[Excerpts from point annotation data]
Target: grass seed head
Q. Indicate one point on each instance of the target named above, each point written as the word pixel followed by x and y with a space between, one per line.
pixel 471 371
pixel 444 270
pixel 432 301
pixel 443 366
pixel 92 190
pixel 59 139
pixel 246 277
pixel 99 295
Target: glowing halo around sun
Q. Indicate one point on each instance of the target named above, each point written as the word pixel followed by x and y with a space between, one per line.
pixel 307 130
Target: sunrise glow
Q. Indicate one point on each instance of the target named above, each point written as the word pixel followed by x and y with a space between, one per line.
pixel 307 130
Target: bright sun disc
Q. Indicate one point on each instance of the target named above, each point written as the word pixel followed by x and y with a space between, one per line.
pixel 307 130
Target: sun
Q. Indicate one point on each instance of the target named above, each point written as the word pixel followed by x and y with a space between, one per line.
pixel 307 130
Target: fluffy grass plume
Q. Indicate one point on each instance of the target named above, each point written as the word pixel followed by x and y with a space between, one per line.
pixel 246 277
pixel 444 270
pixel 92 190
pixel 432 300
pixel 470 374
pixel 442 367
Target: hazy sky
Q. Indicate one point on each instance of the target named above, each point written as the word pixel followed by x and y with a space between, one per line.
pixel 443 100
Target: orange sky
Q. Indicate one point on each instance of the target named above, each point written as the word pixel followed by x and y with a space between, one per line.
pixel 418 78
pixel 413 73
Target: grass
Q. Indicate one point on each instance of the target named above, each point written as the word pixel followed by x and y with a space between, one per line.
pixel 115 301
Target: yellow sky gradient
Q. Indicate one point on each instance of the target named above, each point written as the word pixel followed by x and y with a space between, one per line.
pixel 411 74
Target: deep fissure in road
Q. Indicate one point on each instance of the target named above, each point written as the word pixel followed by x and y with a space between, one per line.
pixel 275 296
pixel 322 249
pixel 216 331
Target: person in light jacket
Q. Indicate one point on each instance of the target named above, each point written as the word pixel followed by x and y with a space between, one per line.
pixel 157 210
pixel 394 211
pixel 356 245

PROBLEM REQUIREMENTS:
Reproduce every one of the records above, line for line and without any change.

RESPONSE TO THE TASK:
Target: grass seed head
Q. Indicate one point on each instance of the target named above, each point written as the word pixel followed by x and y with a space between, one per line.
pixel 471 371
pixel 444 270
pixel 432 301
pixel 443 366
pixel 92 190
pixel 59 139
pixel 246 277
pixel 99 295
Target: glowing halo around sun
Q. Indicate one point on each instance of the target named above, each point written as the word pixel followed by x and y with a space between, one per line.
pixel 307 130
Target: sunrise glow
Q. Indicate one point on each instance of the target named above, each point written as the word pixel followed by x and y with a space between, one per line.
pixel 307 130
Target: bright sun disc
Q. Indicate one point on each instance of the target named above, each point written as the word pixel followed by x and y with a space between, one per line.
pixel 307 130
Target: sun
Q. Indicate one point on each instance of the target named above, each point written as the word pixel followed by x and y with a space between, one per line.
pixel 307 130
Target: fluffy grass plume
Q. Indicate one point on each instance of the target named above, each point written as the word pixel followed by x and y with a space between, one per line.
pixel 246 277
pixel 444 270
pixel 92 190
pixel 432 300
pixel 470 374
pixel 442 367
Target: hazy sky
Q. Indicate one point on each instance of the target named above, each point written as the word pixel followed by x and y with a space between, one per line.
pixel 443 100
Target: orange sky
Q. Indicate one point on each instance of the target named above, each point written as the word pixel followed by x and y with a space between, one per line.
pixel 418 78
pixel 413 73
Target: grass
Q. Indicate one point on each instance of the target named above, each point written as the word pixel followed by x and y with a space between, one per line.
pixel 115 301
Target: yellow sky gradient
Q. Indicate one point on each instance of the target named above, each point written as the word pixel followed by x and y with a space between, one per line.
pixel 411 74
Target: deep fissure in road
Q. Indicate one point on each instance of the target named above, each point written as the word pixel followed by x and y with a space between, one per line.
pixel 275 296
pixel 322 249
pixel 216 331
Target: person in light jacket
Q. Indicate one point on each instance of the target named above, each point written as the word pixel followed by x and y with a space between, one per line.
pixel 157 210
pixel 394 211
pixel 356 245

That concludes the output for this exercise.